Tasks
A – In the article on autism and metabolic signaling, who provided early funding for the mass spectrometers used in the work?
B – In the article on autism and metabolic signaling, rewrite the paragraph beginning "Proposed strategies include" as a short bulleted list that keeps its main facts.
C – Proceed with the article on autism and metabolic signaling, picking up after its final line.

Passage to read
● ● ●

Proposed strategies include presymptomatic screening such as maternal metabolomic profiling, autoantibody testing, and specialized newborn analyses to identify children at greatest risk before behavioral symptoms emerge. The study also calls for development and clinical testing of antipurinergic therapies to normalize abnormal ATP signaling and for larger multisite trials of metabolic support approaches in children with ASD.
Naviaux advocates for integrated prenatal and early-life screening programs that combine genetics, metabolomics, and environmental data to detect and support at-risk families sooner. By focusing on the metabolic drivers of the CDR, researchers may be able to both prevent some cases and reduce the most disabling symptoms in others.
“Viewing autism through the lens of metabolic signaling changes both our understanding and our options,” Naviaux said. “If we can detect and calm the cellular stress response before it becomes chronic, we may be able to prevent or substantially reduce core impairments.”
Funding: The study received philanthropic support for the Naviaux Lab from multiple foundations, family funds, individual donors, and grassroots contributors. Early funding for the mass spectrometers used in the work was provided by Jane Botsford Johnson.
Conflict of interest: Naviaux has patents pending on the use of suramin and anti-purinergic therapies for ASD and serves on scientific advisory boards for several organizations and companies related to autism and metabolic research.
Key Questions Answered:
A: Genetic predisposition, an early environmental trigger, and prolonged activation of the cellular stress response.
A: Two of the three factors—environmental triggers and chronic cellular stress—are potentially reversible, making earlier intervention possible.
A: Chronic purinergic signaling and mitochondrial dysfunction can alter cellular communication and disrupt early brain-circuit formation, contributing to ASD symptoms.
Editorial Notes:
- This article was edited by a Neuroscience News editor.
- The journal paper was reviewed in full.
- Additional context was provided by staff to summarize the study’s implications.

● ● ●

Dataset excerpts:

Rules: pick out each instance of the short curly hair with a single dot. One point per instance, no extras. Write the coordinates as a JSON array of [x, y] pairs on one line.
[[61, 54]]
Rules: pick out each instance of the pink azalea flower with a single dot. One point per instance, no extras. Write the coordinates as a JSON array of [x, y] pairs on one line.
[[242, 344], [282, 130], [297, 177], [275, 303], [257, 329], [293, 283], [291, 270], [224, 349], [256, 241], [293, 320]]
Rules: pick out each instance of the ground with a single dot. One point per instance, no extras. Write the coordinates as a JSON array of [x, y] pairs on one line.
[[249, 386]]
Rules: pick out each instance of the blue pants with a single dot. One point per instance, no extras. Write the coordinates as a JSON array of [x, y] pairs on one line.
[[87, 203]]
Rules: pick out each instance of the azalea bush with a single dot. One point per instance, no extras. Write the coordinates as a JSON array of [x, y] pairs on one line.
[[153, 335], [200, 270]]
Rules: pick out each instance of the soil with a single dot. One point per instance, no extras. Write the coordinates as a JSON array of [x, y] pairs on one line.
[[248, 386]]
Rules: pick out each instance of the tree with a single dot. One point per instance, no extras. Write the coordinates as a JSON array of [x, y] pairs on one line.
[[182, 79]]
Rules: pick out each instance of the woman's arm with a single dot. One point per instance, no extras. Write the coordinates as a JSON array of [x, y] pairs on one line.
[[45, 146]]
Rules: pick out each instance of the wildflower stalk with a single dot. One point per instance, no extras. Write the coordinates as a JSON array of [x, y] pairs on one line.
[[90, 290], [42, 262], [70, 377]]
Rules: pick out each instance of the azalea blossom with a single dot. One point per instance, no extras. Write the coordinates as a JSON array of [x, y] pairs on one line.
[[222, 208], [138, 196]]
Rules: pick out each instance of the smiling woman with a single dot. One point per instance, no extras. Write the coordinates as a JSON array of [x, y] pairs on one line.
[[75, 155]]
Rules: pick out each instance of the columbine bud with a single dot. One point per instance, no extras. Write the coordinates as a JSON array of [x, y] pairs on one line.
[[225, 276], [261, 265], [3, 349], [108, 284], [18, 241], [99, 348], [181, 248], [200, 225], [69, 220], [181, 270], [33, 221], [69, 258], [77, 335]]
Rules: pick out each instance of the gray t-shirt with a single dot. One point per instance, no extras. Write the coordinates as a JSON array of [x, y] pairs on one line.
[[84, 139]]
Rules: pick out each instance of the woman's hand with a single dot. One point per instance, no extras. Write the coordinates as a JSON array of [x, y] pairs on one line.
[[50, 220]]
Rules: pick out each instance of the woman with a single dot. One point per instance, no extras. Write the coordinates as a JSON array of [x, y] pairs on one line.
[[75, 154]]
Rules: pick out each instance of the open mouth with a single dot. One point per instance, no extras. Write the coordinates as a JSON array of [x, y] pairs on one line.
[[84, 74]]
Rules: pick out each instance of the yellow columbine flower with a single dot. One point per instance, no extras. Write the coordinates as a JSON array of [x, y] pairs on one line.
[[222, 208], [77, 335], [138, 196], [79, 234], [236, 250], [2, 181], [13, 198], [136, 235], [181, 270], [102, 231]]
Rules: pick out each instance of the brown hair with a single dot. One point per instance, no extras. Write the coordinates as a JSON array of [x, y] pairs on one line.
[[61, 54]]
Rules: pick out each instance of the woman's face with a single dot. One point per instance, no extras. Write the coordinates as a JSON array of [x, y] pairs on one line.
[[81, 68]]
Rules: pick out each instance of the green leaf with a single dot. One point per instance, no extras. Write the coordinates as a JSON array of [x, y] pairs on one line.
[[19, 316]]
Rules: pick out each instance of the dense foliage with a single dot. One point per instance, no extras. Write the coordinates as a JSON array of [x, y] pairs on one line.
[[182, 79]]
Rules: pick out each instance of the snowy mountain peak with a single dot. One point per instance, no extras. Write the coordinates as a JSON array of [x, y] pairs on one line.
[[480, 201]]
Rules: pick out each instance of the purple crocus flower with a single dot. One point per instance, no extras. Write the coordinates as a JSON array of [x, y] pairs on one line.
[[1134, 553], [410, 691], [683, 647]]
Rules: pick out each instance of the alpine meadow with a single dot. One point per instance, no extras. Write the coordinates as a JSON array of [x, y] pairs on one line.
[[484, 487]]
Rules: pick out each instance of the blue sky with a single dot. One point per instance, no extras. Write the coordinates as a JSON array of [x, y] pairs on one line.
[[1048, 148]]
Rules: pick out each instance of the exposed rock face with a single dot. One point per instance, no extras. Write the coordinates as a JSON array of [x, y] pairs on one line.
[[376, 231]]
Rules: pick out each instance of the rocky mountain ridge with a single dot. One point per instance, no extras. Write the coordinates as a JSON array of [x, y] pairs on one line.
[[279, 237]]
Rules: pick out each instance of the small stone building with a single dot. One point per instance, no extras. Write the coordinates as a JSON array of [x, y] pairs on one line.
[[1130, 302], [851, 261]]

● ● ●

Task-by-task answers
A – Jane Botsford Johnson provided it.

B –
- Presymptomatic screening to identify the children at greatest risk before behavioral symptoms emerge, such as maternal metabolomic profiling, autoantibody testing, and specialized newborn analyses
- Development and clinical testing of antipurinergic therapies to normalize abnormal ATP signaling
- Larger multisite trials of metabolic support approaches in children with ASD

C –
About this autism research news
Author: Cindy Mam
Source: UCSD
Contact: Cindy Mam – UCSD
Image: Image credited to Neuroscience News
Original Research: Open access. “A 3-hit metabolic signaling model for the core symptoms of autism spectrum disorder” by Robert K. Naviaux. Mitochondrion
Abstract
A 3-hit metabolic signaling model for the core symptoms of autism spectrum disorder
This model describes three necessary contributors to ASD: (1) an inherited genotype that increases sensitivity of mitochondria and eATP-stimulated intracellular calcium signaling to environmental change; (2) early exposure to triggers that activate metabolic features of the cell danger response; and (3) recurrent or persistent exposure to CDR-activating triggers for at least three to six months during the critical neurodevelopmental window from the late first trimester through the first 18–36 months of life.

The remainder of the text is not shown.